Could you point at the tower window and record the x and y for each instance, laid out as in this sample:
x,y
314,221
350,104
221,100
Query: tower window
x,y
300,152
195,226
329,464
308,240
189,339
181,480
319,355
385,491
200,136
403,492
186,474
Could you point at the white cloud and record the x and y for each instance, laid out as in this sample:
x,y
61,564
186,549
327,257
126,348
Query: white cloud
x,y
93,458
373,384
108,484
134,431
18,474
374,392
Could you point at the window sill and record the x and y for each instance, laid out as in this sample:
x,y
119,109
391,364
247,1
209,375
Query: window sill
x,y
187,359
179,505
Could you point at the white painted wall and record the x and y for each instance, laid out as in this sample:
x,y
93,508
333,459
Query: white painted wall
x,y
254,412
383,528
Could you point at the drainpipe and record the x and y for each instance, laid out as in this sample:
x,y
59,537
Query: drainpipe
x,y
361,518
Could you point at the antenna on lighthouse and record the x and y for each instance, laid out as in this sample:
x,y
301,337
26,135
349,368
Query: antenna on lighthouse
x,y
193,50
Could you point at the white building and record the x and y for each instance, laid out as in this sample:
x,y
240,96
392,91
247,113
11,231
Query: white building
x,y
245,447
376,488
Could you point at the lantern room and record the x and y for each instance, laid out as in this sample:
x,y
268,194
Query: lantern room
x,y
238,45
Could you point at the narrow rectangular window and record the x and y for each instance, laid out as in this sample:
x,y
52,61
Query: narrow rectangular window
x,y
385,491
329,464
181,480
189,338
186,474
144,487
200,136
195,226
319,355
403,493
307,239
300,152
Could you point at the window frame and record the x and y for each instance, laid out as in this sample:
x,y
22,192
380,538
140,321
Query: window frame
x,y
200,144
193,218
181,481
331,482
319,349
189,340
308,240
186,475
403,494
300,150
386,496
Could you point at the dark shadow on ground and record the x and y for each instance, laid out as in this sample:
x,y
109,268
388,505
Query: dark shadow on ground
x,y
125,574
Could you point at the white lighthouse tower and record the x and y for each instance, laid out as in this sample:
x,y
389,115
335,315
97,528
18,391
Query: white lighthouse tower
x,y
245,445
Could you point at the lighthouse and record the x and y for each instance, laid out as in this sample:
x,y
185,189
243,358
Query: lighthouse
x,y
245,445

**Task to carry out:** Write out all of the data above line for line, keeping every character unchanged.

**Solved problem:**
Could you point at the tower window and record the x and y for each instance, laid out as in this sample:
x,y
314,221
350,104
221,100
Query: tower window
x,y
300,152
195,226
329,464
308,240
189,339
181,480
319,355
385,491
200,136
403,492
186,474
Could you point at the white cloud and record the x and y for each instance, laid out as in this sample:
x,y
61,564
186,549
327,257
126,348
Query: white cloud
x,y
93,458
373,384
108,484
134,431
18,474
374,392
Could you point at the window sill and record the x and y for each instance, laid out as in this sample:
x,y
119,109
391,364
247,1
209,375
Query: window sill
x,y
187,359
179,505
Could you point at the white painted wall and record the x and y for each instance, laid out as in this sample:
x,y
93,508
333,459
Query: white painted wall
x,y
254,412
383,528
Could you point at the drainpipe and record the x and y for each instance, laid out as in this sample:
x,y
59,537
Query: drainpipe
x,y
361,518
Could you point at the antenna on lighthouse and record the x and y for each instance, laid out as in this sample:
x,y
301,337
26,135
349,368
Query: antenna on lighthouse
x,y
193,50
Could you point at the white building and record the x and y for each instance, laid out as in this sample:
x,y
240,96
392,91
247,113
11,231
Query: white building
x,y
245,447
376,488
Could you point at the lantern room and record the x and y for each instance, laid out as in this sample:
x,y
268,194
Query: lantern room
x,y
238,45
Could you point at the narrow rectangular window and record the x and y for each instance, laid out as in this sample:
x,y
52,61
Query: narrow rectangular window
x,y
385,491
329,464
181,480
189,338
186,474
144,487
200,136
195,226
319,355
403,493
307,239
300,152
Could you point at the window frame and record the x and y for each instance, laid out as in this sample:
x,y
22,192
380,538
140,321
Query: window frame
x,y
200,144
193,218
181,481
331,482
319,349
189,340
308,240
186,475
403,494
300,150
386,496
Could you point at the dark shadow on ground and record the x and y for each instance, laid out as in this sample:
x,y
109,268
388,505
Query: dark shadow on ground
x,y
125,574
Could you point at the white lighthouse tower and record the x and y for each instance, laid out as in this sample:
x,y
389,115
335,315
97,528
18,391
Query: white lighthouse tower
x,y
245,445
Could you point at the lighthouse and record the x and y for each instance, laid out as in this sample:
x,y
185,189
243,358
Query: lighthouse
x,y
245,445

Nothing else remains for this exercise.